## [What is expected]
Write the next part of the essay on policy ideas for mitigating AI risk, picking up right after its last sentence.
[[ Passage provided open ]]
Policy ideas for mitigating AI risk

Note: This post contains personal opinions that don’t necessarily match the views of others at CAIP.

Executive Summary

Advanced AI has the potential to cause an existential catastrophe. In this essay, I outline some policy ideas which could help mitigate this risk. Importantly, even though I focus on catastrophic risk here, there are many other reasons to ensure responsible AI development.

I am not advocating for a pause right now. If we had a pause, I think it would only be useful insofar as we use the pause to implement governance structures that mitigate risk after the pause has ended.

This essay outlines the important elements I think a good governance structure would include: visibility into AI development, and brakes that the government could use to stop dangerous AIs from being built.

First, I’ll summarize some claims about the strategic landscape. Then, I’ll present a cursory overview of proposals I like for US domestic AI regulation. Finally, I’ll talk about a potential future global coordination framework, and the relationship between this and a pause.

The Strategic Landscape

Claim 1: There’s a significant chance that AI aligment is difficult.

There is no scientific consensus on the difficulty of AI alignment. Chris Olah from Anthropic tweeted the following, simplified picture:

~40% of their estimate is on AI safety being harder than Apollo, which took around 1 million person-years. Given that less than a thousand people are working on AI safety, this viewpoint would seem to imply that there’s a significant chance that we are far from being ready to build powerful AI safely.

Given just Anthropic’s alleged views, I think it makes sense to be ready to stop AI development. My personal views are more pessimistic than Anthropic’s.

Claim 2: In the absence of powerful aligned AIs, we need to prevent catastrophe-capable AI systems from being built.

Given developers are not on track to align AI before it becomes catastrophically dangerous, we need the ability to slow down or stop before AI is catastrophically dangerous.

There are several ways to do this.

I think the best one involves building up the government’s capacity to safeguard AI development. Set up government mechanisms to monitor and mitigate catastrophic AI risk, and empower them to institute a national moratorium on advancing AI if it gets too dangerous. (Eventually, the government could transition this into an international moratorium, while coordinating internationally to solve AI safety before that moratorium becomes infeasible to maintain. I describe this later.)

Some others think it’s better to try to build aligned AIs that defend against AI catastrophes. For example, you can imagine building defensive AIs that identify and stop emerging rogue AIs. To me, the main problem with this plan is that it assumes we will have the ability to align the defensive AI systems.
[[ Passage provided closed ]]
[[ Data extracts open ]]
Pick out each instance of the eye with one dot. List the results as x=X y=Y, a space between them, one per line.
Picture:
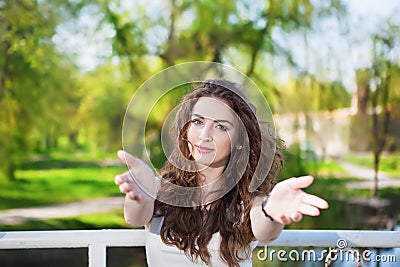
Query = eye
x=222 y=127
x=197 y=122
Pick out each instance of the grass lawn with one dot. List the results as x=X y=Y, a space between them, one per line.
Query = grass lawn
x=110 y=220
x=390 y=163
x=37 y=187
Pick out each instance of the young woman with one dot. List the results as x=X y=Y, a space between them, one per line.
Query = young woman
x=219 y=148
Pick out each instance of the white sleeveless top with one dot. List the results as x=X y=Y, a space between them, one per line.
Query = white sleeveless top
x=159 y=254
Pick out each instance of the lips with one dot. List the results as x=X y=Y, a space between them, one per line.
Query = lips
x=203 y=149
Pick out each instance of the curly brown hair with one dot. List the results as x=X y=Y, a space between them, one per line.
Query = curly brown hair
x=190 y=228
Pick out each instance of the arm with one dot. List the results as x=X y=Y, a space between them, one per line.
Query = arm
x=139 y=187
x=287 y=203
x=263 y=228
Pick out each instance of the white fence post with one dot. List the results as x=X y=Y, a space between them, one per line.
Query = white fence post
x=97 y=255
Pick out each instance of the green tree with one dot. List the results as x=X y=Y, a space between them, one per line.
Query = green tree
x=380 y=86
x=35 y=80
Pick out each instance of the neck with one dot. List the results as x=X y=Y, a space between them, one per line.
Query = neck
x=211 y=174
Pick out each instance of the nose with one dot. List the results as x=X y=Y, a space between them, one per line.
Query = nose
x=205 y=134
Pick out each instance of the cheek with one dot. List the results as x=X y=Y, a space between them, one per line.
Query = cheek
x=224 y=143
x=191 y=134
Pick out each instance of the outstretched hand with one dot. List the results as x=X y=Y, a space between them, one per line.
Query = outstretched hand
x=288 y=202
x=138 y=183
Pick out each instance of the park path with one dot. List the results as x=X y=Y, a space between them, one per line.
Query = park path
x=14 y=216
x=367 y=176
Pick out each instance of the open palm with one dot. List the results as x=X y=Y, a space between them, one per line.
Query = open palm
x=288 y=202
x=138 y=183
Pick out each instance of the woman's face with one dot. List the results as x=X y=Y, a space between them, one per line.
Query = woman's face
x=212 y=133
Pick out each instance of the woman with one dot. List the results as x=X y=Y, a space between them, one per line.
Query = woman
x=219 y=148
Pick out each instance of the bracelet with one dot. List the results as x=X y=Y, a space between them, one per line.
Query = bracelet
x=263 y=203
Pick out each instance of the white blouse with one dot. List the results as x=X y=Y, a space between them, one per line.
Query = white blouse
x=159 y=254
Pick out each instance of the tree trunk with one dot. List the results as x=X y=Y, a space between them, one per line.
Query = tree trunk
x=375 y=187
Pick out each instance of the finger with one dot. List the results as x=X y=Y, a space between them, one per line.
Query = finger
x=308 y=210
x=297 y=217
x=125 y=188
x=128 y=159
x=315 y=201
x=118 y=180
x=301 y=182
x=134 y=196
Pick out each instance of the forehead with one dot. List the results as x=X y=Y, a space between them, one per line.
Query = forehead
x=213 y=108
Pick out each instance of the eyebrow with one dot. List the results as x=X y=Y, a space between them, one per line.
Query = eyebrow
x=219 y=121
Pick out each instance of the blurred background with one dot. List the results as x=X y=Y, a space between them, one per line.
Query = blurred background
x=68 y=69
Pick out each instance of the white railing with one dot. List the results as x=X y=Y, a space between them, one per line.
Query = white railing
x=97 y=241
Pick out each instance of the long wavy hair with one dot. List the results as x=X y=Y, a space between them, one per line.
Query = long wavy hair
x=191 y=228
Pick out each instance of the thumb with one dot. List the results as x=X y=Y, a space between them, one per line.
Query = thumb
x=128 y=159
x=301 y=182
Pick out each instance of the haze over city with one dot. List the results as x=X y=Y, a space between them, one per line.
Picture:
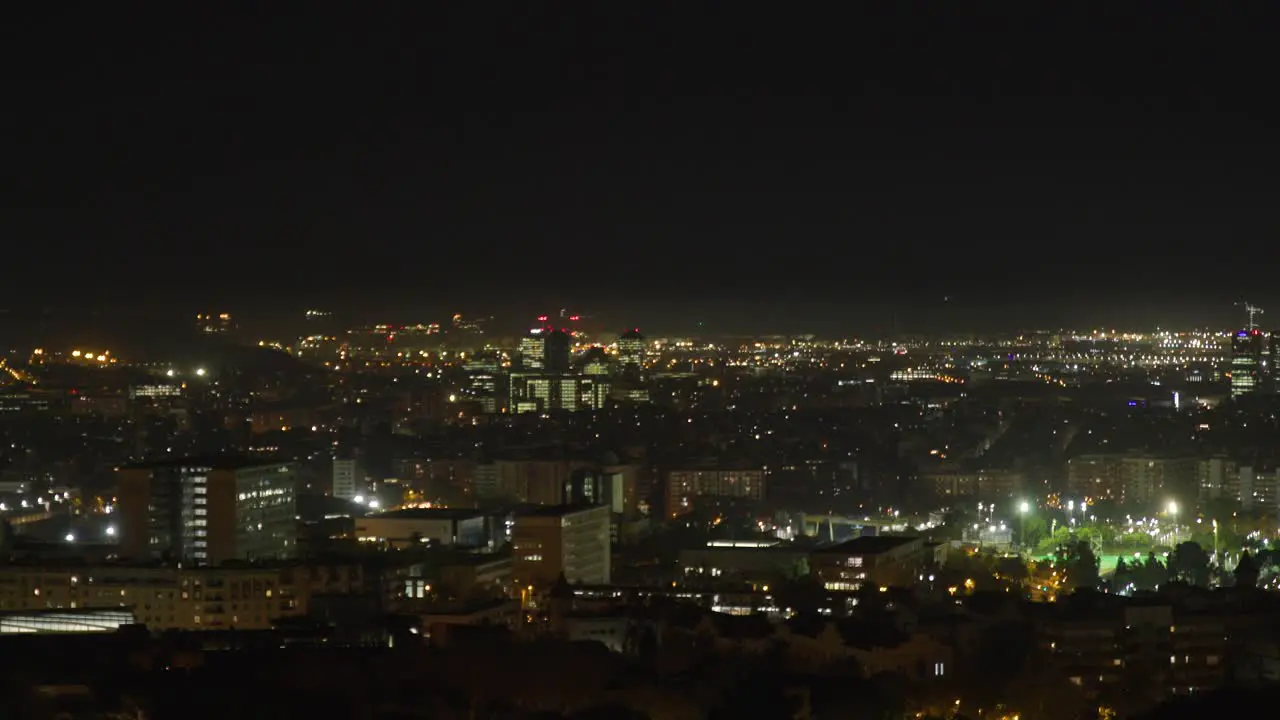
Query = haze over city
x=639 y=361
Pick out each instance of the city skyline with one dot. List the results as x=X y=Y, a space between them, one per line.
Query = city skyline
x=996 y=158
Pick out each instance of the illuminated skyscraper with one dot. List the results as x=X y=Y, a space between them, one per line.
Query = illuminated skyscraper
x=1246 y=361
x=208 y=511
x=556 y=351
x=631 y=350
x=533 y=350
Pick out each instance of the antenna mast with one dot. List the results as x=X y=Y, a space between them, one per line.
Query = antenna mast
[[ Data extracts closed ]]
## [Expected answer]
Claim 3: There’s a significant (>20%) chance AI will be capable enough to cause catastrophe by 2030.

AI timelines have been discussed thoroughly elsewhere, so I’ll only briefly note a few pieces of evidence for this claim I find compelling:

  1. Current trends in AI. Qualitatively, I think another jump of the size from GPT-2 to GPT-4 could get us to catastrophe-capable AI systems.

  2. Effective compute arguments, such as Ajeya Cotra’s Bioanchors report. Hardware scaling, continued algorithmic improvement, investment hype are all continuing strongly, leading to a 10x/​year increase of effective compute used to train the best AI system. Given the current rates of progress, I expect another factor of a million increase in effective compute by 2030.

  3. Some experts think powerful AI is coming soon, both inside and outside of frontier labs. Yoshua Bengio is 90% confident in 5-20 years. Demis Hassabis thinks AGI could be a few years away. OpenAI says that “we believe [superintelligence] could arrive this decade”. Anthropic stated a “greater than 10% likelihood that we will develop broadly human-level AI systems within the next decade.”

Summary

I’ve argued for 3 high-level claims:

  1. There’s a significant chance that AI alignment is difficult.

  2. In the absence of powerful aligned AIs, we need to prevent catastrophe-capable AI systems from being built.

  3. There’s a significant (>20%) chance of catastrophe-capable AI by 2030.

Together, claims (1) and (2) imply that there is a significant chance of AI systems causing catastrophic harm, and so we need to prevent AI systems that could cause catastrophe from being built. Claim (3) adds in urgency – there’s a large enough chance of things going wrong soon that it is important to act now.

There are other challenges besides misalignment. Adversaries could also misuse powerful AI systems. Well-intentioned developers could fail to successfully align their AI system because of a race to the bottom or engineering errors.

Given all these, I think it’s good to push for governance structures that can prevent dangerous AI systems from being built. I suggest we start by developing these nationally.

A National Policy Proposal

We should build up the capacity for the US government to stop dangerous AI development before an AI catastrophe occurs. To do this, we need to increase government visibility into AI development so that they know when things are getting dangerous, and to give the government brakes that they can pull in order to prevent dangerous AI development.

Some ideas for increasing the government’s visibility into AI development are:

  1. A regulatory body that keeps track of AI development, makes predictions about model capabilities, and assesses risks.

  2. Required watermarking and traceability on advanced models, so that we can match AI outputs to specific AI models and developers.

  3. Whistleblower protections to incentivize researchers to report any dangerous AI development.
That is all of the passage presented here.